Task directions: Rewrite all the material below as a numbered list, with blank lines dropped and the pictures left out.

Data extract:
____________
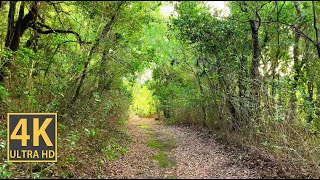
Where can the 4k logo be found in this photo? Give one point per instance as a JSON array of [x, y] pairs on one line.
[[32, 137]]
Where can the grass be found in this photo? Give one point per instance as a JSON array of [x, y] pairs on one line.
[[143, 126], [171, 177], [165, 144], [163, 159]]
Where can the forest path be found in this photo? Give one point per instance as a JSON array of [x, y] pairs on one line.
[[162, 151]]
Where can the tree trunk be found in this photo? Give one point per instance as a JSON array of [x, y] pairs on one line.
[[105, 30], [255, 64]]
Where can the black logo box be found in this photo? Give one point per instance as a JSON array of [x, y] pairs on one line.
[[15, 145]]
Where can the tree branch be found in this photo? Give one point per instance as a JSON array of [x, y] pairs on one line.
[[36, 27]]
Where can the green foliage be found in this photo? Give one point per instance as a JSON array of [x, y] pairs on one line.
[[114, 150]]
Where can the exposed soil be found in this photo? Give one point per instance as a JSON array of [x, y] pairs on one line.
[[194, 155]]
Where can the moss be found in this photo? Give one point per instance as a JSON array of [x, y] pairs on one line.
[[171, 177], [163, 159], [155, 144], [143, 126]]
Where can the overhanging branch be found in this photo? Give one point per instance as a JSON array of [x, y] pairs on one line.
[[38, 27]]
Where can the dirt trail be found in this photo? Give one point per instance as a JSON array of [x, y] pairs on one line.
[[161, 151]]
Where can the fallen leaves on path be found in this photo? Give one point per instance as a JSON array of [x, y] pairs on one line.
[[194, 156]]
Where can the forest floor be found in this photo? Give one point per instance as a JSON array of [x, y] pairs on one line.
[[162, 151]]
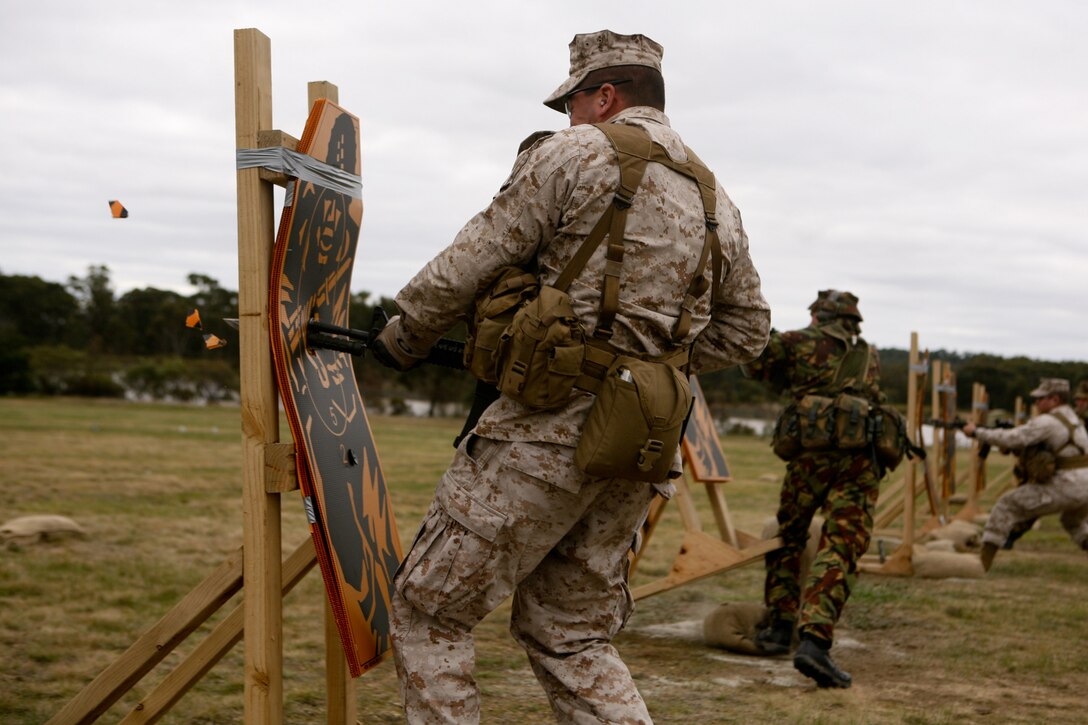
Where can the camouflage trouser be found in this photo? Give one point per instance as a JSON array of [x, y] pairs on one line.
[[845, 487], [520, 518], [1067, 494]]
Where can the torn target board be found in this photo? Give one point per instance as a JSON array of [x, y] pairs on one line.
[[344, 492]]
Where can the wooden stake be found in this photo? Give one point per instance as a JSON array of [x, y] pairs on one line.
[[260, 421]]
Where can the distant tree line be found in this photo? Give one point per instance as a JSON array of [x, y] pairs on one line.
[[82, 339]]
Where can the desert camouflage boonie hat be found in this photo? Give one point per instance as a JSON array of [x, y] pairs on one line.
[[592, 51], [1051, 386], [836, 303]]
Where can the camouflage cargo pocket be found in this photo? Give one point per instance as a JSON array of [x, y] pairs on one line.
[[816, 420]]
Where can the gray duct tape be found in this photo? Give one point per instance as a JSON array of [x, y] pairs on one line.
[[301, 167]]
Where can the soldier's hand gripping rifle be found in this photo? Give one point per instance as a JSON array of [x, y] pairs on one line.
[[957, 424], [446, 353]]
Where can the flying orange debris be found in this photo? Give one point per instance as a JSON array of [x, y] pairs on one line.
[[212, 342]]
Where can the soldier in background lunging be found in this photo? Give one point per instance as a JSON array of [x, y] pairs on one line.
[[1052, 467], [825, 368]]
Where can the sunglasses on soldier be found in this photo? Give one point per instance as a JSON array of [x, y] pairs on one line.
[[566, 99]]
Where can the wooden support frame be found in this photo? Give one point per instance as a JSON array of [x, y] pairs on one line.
____________
Full answer:
1. Where can the 4k logo be found in this photo? Give one point per instance as a JSON array of [x, y] pairs on one line.
2. [[32, 137]]
3. Where can the grass be found in this photo? Give one point per instance as a JSON array of [x, y] pairs on one line.
4. [[143, 126], [171, 177], [165, 144], [163, 159]]
5. Where can the forest path be found in this photo? Give one point per instance as a JSON array of [x, y] pairs on one line.
6. [[162, 151]]
7. Where can the tree trunk be found in this photo? Give one point per instance as a JSON array of [x, y] pairs on one line.
8. [[105, 30], [255, 64]]
9. Where can the black logo box be found in this photo? Give one point per instance as a JSON array of [x, y] pairs on one line.
10. [[15, 145]]
11. Where can the tree branch be found in this photo? Give one point per instance as a JSON array of [x, y] pairs on one line.
12. [[36, 27]]
13. Where can the green foliage be found in this photo? Give one point per instance as a JSON array of [x, y] pairs on one line.
14. [[114, 150]]
15. Where can the exposed soil be found in this photo? Give one point per instance as a JSON array of [x, y] pairs on one line.
16. [[194, 155]]
17. Where can the moss be found in this photo? Give one point per instance as a JSON array of [x, y] pairs on one line.
18. [[171, 177], [163, 159], [155, 144], [143, 126]]
19. Where can the overhanging branch be found in this photo? Give one point per instance as a JSON array of [x, y] pairs on one line.
20. [[38, 27]]
21. Where can the dirt trail be found in this photo? Give one point per instance as a JSON array of [x, y] pairs on one line.
22. [[161, 151]]
23. Where can the fallen leaves on path be found in this photo? Give one point per instance as a JSON array of [x, y] pairs on one line.
24. [[194, 156]]
25. Where can the forest floor be found in this photo? Give one point per instance as a JSON array of [x, y] pairs on one line.
26. [[162, 151]]
27. Where can the camouflage trouser be found in this photo? Give one point per instance as a JSON array of [x, y] pairs on one line.
28. [[845, 487], [520, 518], [1067, 494]]
29. Where can the torn target board be found in this photo? Give one point per instance as a JSON array of [x, y] pairs on one line.
30. [[344, 492]]
31. Where can the wooden stake be found in this photo? Give one point per instance as a JSON array of [x, y] pairs on one line.
32. [[260, 421]]
33. Where can the distant tree line be found in this photo? Give one point per instance as a JSON array of [x, y] pairs on one line.
34. [[82, 339]]
35. Where can the desert camouflage boonie hat be found in this photo? Give one point per instance as a JSON array of [x, y] pairs on one line.
36. [[592, 51], [1051, 386], [836, 303]]
37. Where can the camouflage cargo pocket be found in this photo? Give one point per instance as a JSON array of [x, y] pairs on one line.
38. [[816, 420]]
39. Where can the gray duct tape be found in this photo? Give one point per instance as a JSON array of [x, y] pairs on one line.
40. [[301, 167]]
41. Where can the soldier's hand gripping rifle be found in this photo? Give one point per instance as a JSON array of [x, y] pairs on one line.
42. [[957, 424], [446, 353]]
43. Where can the flying orange debris be found in this photo? Give one point per instance as a JSON array of [x, y] pairs on one line.
44. [[212, 342]]
45. Where can the soldier in background lunging be found in this photo? Give one point per instance as a JSON array of [x, y] pairs on one line.
46. [[1052, 467], [825, 368]]
47. Where can the sunglasses on soldier be found in this photo? Give one point per instance as a JSON array of [x, y] pairs on one line.
48. [[566, 99]]
49. Where can the wooden support frame be found in this photo? Give one point per instance as a JSON array of [x, y] pairs on one line.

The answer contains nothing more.